- What you will do
Pick up the sermon on Sabbath rest from the point where it stops, continuing in the same voice.

- Extracted text

Tales of a Midwest Lutheran on the East Coast

Wednesday, August 24, 2016

Holy Troublemakers

Sermon 8-21- 16
Grace and peace to you from God our father and from our Lord and savior Jesus the Christ. Amen.

Two weeks ago I got almost nothing done. It wasn’t just that the Olympics had started – there was another event that same time that kept me glued to my computer screen the entire week. Every three years, almost a thousand delegates from across the country attend the biggest Lutheran church meeting, the Church Wide Assembly of the Evangelical Lutheran church in America, or just Churchwide assembly for short.  

Well, it’s not exactly as well known, or as exciting as the Olympics. They don’t give out medals for the most coffee consumed or the most amendments to amendments. But things happened during both events that contributed to world unity. And thanks to the miracle of technology, church nerds like me got watch live as it all unfolded.

Just for starters, that week during Churchwide, we elected an African American man, William B. Horn, to be the vice president of the ELCA. We voted to commit to protecting unaccompanied children fleeing Latin American countries. We supported the continuing dialogue between Catholics and Lutherans in focusing on what unites us, in honor of the next year’s 500th anniversary of the Reformation. We pledged our support in areas of justice, such as peace in the Holy Land, the importance of African descent Lutherans and relationships with historic Black churches. We committed to a responsible energy future, welcoming refugees, and caring for our military veterans and their families. And this is not even half of what the ELCA accomplished that week.

We as ELCA Lutherans have inherited a legacy of always reforming ourselves and our church, of always being made new by God’s grace, while at the same time being firmly rooted in the message of God’s love through Jesus.

And so, just as Martin Luther used both new and old technologies of his day – the printing press, a church door, some nails and a hammer – we do this too. I mentioned a few weeks ago about the new Small Catechism smartphone app from Augsburg Fortress, the ELCA publishing house. Presiding Bishop Elizabeth Eaton, in her report to the churchwide assembly last week, mentioned this app and gave us a challenge: to review the small catechism to reconnect with our Lutheran roots. 

If you haven’t downloaded it yet, please do – but not right now of course, wait until after worship! And if you get a moment, look up the third commandment. How many of you remember what the third commandment is? “Remember the …. Sabbath day, and keep it holy.” What does THAT mean? Martin Luther explains, “We are to fear and love God so that we do not despise preaching or God’s word, but instead keep that word holy and gladly learn from it.

Just as God rested on the 7th day of creation, we as God’s people need a day of rest and a day to intentionally stop and hear what God has to say to us. Men, women, children, slaves, labor animals… all in God’s creation were commanded to embrace our limitation and be reminded that God created us for life, not for exhaustion. The Sabbath day is a gift, freely and lovingly given for our benefit.

But, what do we humans too often do with things that are free gifts from God? We try to control them, regulate them, create a lot of rules around how to properly exercise this gift. The Sabbath day was no expectation. Enter Jesus, teacher, preacher, and general trouble maker.

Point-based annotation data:
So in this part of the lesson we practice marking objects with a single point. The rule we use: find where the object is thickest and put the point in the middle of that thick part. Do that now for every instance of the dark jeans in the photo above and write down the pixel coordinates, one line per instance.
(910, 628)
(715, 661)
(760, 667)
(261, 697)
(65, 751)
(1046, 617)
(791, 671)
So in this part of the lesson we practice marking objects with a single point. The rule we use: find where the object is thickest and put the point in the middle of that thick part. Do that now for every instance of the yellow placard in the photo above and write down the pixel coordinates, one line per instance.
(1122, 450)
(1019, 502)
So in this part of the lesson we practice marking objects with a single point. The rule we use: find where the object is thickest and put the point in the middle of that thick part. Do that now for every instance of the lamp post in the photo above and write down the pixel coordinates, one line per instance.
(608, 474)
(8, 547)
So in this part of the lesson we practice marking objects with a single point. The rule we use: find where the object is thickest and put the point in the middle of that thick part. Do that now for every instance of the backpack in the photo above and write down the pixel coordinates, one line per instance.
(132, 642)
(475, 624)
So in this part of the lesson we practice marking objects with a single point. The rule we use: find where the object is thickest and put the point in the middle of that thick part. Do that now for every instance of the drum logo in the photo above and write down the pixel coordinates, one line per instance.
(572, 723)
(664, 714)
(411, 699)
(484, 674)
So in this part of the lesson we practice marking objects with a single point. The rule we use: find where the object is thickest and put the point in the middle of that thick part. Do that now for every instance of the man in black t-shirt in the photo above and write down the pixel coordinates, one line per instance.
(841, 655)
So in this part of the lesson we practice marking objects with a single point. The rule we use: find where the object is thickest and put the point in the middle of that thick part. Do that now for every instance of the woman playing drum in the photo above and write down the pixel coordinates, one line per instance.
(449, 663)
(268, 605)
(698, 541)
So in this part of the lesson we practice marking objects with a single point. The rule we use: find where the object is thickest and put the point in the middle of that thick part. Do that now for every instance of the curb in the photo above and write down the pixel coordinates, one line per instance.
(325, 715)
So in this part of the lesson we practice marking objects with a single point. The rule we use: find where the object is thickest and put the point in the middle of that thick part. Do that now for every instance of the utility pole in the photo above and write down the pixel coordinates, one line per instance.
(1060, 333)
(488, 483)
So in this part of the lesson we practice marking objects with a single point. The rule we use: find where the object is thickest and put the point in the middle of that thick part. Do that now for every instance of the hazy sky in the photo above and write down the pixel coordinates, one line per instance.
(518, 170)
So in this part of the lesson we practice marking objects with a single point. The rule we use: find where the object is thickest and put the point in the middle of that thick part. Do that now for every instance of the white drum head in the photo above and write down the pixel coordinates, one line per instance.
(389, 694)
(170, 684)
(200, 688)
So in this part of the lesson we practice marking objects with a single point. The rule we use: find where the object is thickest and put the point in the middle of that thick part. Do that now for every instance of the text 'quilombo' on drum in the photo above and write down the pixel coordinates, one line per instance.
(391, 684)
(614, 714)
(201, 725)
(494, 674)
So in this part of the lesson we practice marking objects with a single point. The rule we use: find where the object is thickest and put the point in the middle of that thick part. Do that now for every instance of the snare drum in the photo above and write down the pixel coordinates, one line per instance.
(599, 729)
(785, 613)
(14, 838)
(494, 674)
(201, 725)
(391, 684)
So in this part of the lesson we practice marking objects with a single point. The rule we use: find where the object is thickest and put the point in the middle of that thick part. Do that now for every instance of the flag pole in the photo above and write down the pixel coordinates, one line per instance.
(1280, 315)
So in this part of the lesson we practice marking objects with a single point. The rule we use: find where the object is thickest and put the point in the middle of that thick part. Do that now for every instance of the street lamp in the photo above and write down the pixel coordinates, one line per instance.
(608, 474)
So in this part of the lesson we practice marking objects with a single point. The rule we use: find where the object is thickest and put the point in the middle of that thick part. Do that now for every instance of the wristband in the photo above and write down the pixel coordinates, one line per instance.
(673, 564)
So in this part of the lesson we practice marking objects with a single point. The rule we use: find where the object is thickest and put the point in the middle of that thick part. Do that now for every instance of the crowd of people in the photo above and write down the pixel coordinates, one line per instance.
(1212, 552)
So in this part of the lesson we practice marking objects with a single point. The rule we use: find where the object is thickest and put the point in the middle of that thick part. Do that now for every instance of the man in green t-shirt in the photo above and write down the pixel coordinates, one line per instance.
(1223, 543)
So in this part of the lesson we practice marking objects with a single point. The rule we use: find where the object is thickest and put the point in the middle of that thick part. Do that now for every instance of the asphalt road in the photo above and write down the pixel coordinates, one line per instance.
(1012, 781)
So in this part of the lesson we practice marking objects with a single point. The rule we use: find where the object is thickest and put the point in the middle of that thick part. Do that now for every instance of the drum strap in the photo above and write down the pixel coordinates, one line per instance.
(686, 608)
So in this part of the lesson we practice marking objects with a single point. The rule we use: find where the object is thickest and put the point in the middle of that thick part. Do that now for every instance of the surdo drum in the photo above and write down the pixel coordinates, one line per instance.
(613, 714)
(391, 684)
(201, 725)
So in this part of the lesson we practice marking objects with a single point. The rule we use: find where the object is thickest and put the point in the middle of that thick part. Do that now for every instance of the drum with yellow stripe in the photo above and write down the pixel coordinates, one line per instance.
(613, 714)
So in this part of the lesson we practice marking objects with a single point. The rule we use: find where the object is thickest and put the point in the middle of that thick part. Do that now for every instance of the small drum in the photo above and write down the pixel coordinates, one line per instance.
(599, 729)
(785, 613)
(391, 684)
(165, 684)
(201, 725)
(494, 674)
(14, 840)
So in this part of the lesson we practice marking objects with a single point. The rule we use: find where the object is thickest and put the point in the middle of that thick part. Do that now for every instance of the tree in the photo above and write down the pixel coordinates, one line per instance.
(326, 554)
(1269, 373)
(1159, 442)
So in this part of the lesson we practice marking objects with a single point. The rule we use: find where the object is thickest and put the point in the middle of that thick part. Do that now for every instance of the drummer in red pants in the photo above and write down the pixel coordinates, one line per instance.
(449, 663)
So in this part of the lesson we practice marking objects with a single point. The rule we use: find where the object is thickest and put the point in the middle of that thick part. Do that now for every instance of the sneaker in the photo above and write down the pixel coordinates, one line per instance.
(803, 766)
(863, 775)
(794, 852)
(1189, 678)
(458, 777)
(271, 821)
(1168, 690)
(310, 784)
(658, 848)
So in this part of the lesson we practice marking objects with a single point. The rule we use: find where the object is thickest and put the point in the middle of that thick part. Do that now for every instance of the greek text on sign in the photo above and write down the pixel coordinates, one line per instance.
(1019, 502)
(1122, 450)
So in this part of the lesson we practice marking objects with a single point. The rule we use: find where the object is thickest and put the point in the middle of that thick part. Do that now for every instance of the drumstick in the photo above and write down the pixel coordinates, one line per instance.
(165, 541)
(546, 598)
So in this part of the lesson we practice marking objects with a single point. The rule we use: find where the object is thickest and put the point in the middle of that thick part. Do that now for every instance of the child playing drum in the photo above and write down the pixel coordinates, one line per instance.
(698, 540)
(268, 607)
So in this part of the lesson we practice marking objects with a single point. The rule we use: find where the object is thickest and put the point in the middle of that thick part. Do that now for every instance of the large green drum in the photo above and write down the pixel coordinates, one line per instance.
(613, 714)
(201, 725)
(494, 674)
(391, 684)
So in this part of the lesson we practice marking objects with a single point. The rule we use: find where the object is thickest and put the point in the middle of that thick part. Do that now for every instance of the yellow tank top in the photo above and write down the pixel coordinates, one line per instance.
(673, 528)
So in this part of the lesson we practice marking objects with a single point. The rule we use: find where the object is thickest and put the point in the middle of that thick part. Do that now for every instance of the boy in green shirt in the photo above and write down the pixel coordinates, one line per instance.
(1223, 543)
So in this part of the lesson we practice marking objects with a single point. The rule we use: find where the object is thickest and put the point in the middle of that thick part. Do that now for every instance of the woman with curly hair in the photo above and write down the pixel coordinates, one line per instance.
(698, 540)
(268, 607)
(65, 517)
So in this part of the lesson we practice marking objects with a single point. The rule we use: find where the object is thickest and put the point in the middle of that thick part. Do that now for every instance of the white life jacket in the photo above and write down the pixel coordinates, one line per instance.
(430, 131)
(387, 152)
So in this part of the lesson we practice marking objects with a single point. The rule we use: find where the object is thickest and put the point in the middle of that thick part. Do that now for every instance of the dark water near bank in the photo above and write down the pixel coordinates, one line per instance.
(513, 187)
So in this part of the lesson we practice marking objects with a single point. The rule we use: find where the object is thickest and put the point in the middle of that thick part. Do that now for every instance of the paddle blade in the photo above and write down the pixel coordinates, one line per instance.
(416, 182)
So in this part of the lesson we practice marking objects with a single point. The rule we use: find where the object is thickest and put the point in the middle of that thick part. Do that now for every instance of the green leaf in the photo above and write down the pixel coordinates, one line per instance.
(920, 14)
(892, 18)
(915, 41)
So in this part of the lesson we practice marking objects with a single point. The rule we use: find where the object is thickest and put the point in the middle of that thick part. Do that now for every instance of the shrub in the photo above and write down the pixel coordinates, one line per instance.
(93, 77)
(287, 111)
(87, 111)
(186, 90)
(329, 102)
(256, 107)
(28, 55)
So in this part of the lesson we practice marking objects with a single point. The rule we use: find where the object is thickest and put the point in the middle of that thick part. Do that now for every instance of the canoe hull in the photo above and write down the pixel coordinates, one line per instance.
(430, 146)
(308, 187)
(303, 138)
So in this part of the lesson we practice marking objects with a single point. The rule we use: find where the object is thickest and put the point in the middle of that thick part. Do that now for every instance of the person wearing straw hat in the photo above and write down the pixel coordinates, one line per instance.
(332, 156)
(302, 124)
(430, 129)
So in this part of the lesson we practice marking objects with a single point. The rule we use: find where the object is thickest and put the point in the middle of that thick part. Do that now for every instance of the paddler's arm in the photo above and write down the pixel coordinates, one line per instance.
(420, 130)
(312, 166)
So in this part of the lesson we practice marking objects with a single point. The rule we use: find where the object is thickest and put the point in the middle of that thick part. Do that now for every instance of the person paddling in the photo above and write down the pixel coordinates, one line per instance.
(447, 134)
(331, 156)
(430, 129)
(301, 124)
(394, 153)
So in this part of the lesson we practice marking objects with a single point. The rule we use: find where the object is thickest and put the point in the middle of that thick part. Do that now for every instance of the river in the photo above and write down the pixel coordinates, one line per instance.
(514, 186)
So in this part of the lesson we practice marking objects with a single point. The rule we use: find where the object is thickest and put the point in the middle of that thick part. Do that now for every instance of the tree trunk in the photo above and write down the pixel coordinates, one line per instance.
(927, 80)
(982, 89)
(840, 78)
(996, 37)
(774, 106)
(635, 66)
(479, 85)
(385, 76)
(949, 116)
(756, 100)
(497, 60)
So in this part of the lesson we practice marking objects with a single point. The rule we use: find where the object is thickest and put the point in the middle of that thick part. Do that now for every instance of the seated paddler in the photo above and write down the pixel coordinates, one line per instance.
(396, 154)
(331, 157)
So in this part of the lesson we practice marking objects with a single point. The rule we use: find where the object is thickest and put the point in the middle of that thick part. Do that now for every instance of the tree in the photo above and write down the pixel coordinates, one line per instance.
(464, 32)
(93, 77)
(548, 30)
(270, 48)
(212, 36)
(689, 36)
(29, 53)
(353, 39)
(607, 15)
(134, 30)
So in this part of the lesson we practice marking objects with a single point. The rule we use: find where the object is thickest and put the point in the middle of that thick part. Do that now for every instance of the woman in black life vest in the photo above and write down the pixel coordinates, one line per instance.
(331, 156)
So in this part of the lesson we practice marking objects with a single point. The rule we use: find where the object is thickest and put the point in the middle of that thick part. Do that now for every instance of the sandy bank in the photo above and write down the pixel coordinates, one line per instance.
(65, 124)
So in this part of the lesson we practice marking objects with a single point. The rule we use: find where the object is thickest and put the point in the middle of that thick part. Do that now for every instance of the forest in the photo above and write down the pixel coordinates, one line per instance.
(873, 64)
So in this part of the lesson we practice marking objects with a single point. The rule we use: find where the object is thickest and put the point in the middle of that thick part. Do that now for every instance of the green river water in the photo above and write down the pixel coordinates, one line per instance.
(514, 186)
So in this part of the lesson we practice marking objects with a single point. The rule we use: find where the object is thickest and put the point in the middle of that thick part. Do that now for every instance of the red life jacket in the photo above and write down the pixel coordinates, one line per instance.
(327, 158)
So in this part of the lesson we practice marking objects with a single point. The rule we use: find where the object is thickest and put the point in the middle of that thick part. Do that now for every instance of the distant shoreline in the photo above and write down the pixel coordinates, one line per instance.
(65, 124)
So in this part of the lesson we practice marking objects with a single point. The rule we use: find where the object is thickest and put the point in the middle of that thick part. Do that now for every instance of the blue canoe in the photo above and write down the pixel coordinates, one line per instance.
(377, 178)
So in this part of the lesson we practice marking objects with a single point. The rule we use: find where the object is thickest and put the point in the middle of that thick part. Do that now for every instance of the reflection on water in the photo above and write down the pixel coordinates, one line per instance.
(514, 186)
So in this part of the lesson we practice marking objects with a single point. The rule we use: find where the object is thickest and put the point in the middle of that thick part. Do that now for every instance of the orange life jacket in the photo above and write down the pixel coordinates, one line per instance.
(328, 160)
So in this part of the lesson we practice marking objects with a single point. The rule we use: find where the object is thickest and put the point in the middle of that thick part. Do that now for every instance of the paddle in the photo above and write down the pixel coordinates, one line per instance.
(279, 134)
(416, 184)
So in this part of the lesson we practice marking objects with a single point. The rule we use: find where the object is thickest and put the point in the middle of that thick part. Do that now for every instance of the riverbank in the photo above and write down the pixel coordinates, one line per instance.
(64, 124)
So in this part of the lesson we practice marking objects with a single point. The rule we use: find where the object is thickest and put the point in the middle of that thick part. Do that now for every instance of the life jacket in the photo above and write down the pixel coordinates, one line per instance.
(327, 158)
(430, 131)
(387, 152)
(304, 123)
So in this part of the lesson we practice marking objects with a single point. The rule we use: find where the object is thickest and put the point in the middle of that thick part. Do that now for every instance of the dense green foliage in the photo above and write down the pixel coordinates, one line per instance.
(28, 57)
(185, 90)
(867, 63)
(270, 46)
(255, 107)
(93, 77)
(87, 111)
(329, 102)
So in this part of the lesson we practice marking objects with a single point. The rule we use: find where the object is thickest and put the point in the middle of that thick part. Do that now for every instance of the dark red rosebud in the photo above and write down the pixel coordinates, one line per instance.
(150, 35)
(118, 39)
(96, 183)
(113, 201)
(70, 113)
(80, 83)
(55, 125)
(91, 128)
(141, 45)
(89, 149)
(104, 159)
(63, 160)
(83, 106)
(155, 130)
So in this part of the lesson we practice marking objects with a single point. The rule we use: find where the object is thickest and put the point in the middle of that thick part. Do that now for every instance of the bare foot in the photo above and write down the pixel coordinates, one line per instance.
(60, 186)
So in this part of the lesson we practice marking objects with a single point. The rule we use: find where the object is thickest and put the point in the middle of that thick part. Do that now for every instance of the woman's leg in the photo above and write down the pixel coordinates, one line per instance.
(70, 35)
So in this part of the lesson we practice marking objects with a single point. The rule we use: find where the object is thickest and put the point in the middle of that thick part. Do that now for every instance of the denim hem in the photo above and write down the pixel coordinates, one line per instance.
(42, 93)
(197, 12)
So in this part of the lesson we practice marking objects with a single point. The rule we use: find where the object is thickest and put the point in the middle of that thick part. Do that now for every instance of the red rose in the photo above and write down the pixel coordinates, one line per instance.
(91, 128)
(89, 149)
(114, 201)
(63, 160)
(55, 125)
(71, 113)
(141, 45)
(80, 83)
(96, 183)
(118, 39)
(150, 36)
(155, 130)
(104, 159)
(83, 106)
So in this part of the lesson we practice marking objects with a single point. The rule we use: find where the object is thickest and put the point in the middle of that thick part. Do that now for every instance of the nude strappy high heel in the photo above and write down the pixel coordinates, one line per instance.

- Response for this exercise
You may remember Jesus’s controversial first sermon, where he proclaimed that today, through him, God would release the captives, give sight to the blind, and let the oppressed go free. That one was not exactly well received, but here Jesus is again, teaching in the synagogue. We will never know what Jesus was preaching on this day, because he stops, mid sermon, for someone in immediate need of that freedom and release.

That woman was literally invisible. Bent over double for as many years as it takes a kindergartner to graduate from high school. She was unable to stand up straight, unable to see and participate in the world around her, in a world where she was already mostly invisible for being a woman.

Perhaps you too have walked into worship feeling much like this woman – feeling physically or emotionally bound and bent over by things in your lives that are heavy and hard to bear. Perhaps you too, have felt unseen and invisible to those around you
When Jesus sees this woman, he stops everything. Her healing cannot even wait until the end of day, or even till the end of his sermon! She should not have to wait for her freedom for ONE MORE MINUTE. He has to heal her RIGHT NOW.

And in doing so, Jesus broke the rules.

The leader of the synagogue was understandably upset that the worship service was being disrupted. The Jewish people were living under the thumb of an oppressive government, who ALLOWED them to continue to practice their faith… but could change their mind on a whim. These religious leaders were doing their very best to keep it together, to preserve these expressions of their faith in a world that worked against them at every turn, to be faithful to the ways that their ancestors worshiped God in the past.

So when the bent over woman became UN-bent, this synagogue leader became BENT out of SHAPE. He forgot the whole point of the Sabbath: that people trump rules, that love trumps fear, that justice trumps tradition.

He could not see that when one of us is bent over, we ALL are.

Sometimes it takes a little interrupting, a little disruption on the part of Jesus to remind us, both then and now, that God’s kingdom is CONSTANTLY interrupting our rules, our schedules, and our lives.

If you recall, Jesus interrupts and disrupts from birth…. Actually from BEFORE birth, when an angel interrupted Mary to tell her she would bear a son. And again, AT his birth, when the heavenly host interrupted some shepherds on the night shift. And all during his life, Jesus interrupts and disrupts, again and again, shaking up our rules and assumptions about God. Until the rule-makers decided they had had enough with this rule breaker troublemaker, that he needed to be silenced, his body broken, to be taught a lesson – don’t rock the boat, don’t break the rules, don’t mess with the ones who hold all the cards. Or else you too will be nailed to a cross for it.

But Jesus wasn’t through breaking the rules and making trouble. He was not done interrupting and disrupting. Jesus interrupted death. He disrupted the funeral preparations of the women at the tomb. He appeared incognito and joined the two travelers walking to Emmaus, and interrupted their dinner as he revealed himself in the breaking of the bread.

And his followers have continued to interrupt and disrupt on Jesus’ behalf, because we are called follow Jesus’ example, to raise up the bent over, see the unseen. To break the rules that need to be broken, and then to rejoice, like the bent over woman, when together we have been set free.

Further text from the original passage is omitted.